Task objective: Everything in the listing below must be reproduced exactly, apart from its images.

Source data:

%%

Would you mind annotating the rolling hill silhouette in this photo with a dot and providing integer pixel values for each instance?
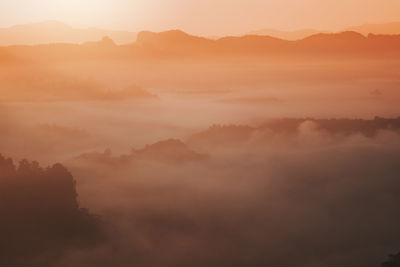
(391, 28)
(177, 44)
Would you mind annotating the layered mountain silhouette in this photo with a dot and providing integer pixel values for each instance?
(57, 32)
(286, 35)
(180, 44)
(391, 28)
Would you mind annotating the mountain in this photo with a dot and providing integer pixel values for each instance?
(386, 28)
(177, 44)
(286, 35)
(57, 32)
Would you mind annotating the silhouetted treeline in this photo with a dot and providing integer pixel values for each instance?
(169, 151)
(336, 126)
(40, 215)
(394, 261)
(221, 135)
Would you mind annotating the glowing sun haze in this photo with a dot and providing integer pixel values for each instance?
(202, 17)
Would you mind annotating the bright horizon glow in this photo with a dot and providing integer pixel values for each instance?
(207, 17)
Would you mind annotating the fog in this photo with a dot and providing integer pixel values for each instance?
(214, 161)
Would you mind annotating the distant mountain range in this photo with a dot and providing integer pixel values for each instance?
(57, 32)
(178, 44)
(385, 28)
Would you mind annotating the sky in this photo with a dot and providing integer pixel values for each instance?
(206, 17)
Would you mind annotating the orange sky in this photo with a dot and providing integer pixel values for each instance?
(206, 17)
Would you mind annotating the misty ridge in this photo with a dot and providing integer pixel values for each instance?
(179, 150)
(228, 196)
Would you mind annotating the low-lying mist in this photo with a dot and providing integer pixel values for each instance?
(308, 198)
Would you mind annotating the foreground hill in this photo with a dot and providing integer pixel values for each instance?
(40, 215)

%%

Answer for this exercise:
Would you mind annotating the rolling hill silhouette in this photo with a dot and providing integer pixel values for each instance?
(391, 28)
(177, 44)
Would you mind annotating the layered mountain silhouette in this photo with a dot and providing integer pixel values for each instance?
(57, 32)
(286, 35)
(180, 44)
(391, 28)
Would you mind annotating the mountain in this photo with a dot and providing integer pixel values for each instance?
(386, 28)
(177, 44)
(286, 35)
(57, 32)
Would you mind annotating the silhouetted treeline in this photo with a dot and providing integer pixel values for each instance?
(169, 151)
(336, 126)
(40, 215)
(394, 261)
(221, 135)
Would you mind annotating the glowing sun haze in this photo with a dot and providing integer pixel values for each instance?
(202, 17)
Would you mind annotating the bright horizon glow in this photo with a dot and providing integer pixel values for each instance?
(207, 17)
Would you mind annotating the fog in this photo with a dot and providing integer pixel values for each instance?
(214, 161)
Would you mind annotating the distant mountain range in this photo with a dot and providing integer pixel values for each instance?
(57, 32)
(178, 44)
(385, 28)
Would you mind annotating the sky in this photo with a dot and providing integer pixel values for each instance?
(206, 17)
Would you mind annotating the orange sky in this photo with a dot and providing integer pixel values for each instance?
(206, 17)
Would you mind annotating the misty ridge in this photo with a dot and providing integer pixel values for each instance?
(179, 150)
(228, 196)
Would you mind annotating the low-lying mist in this photo with a dot and providing integer pixel values for each instance?
(308, 198)
Would you mind annotating the foreground hill in this photo with a dot and providing integer pixel values for each instance?
(40, 215)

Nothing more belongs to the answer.